* _INSTRUCTIONS TO FOLLOW_: Without the images, output every record exactly as it appears.

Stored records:
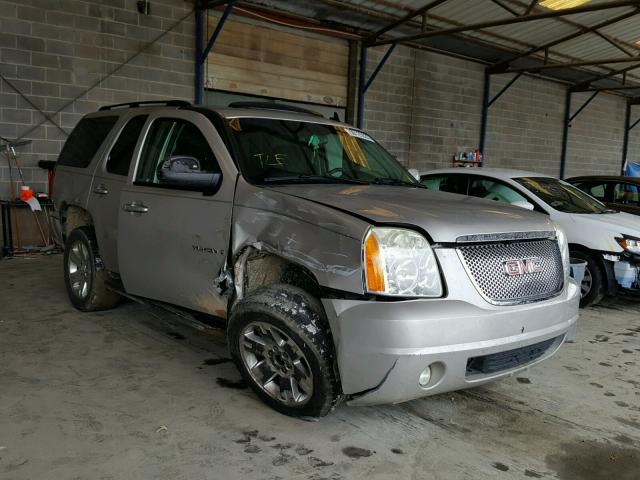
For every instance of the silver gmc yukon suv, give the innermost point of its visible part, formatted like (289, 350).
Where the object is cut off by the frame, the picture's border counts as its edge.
(338, 274)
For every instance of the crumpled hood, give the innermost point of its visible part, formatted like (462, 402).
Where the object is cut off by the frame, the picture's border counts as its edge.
(444, 216)
(599, 231)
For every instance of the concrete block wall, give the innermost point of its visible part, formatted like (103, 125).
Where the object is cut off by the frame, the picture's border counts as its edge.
(388, 103)
(596, 136)
(56, 52)
(446, 111)
(524, 129)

* _EXERCISE RESULT_:
For every instance of the silver gmc yukon suv, give the innermost point of its visible part, formatted like (289, 350).
Where the object is cut off by the frame, the picture's border counts as its edge.
(338, 274)
For every instance of the crumpled hood, give the innermost point of its visible part, formatted like (462, 402).
Where the object is cut off by the frame, the picture's border counts as its edge.
(444, 216)
(599, 231)
For every instance of the concrete block wall, give the innermost point of its visible part, formatted like (103, 125).
Where the object is cut off by the frame, the picture's border counts as its edge.
(388, 103)
(596, 136)
(56, 52)
(446, 111)
(524, 129)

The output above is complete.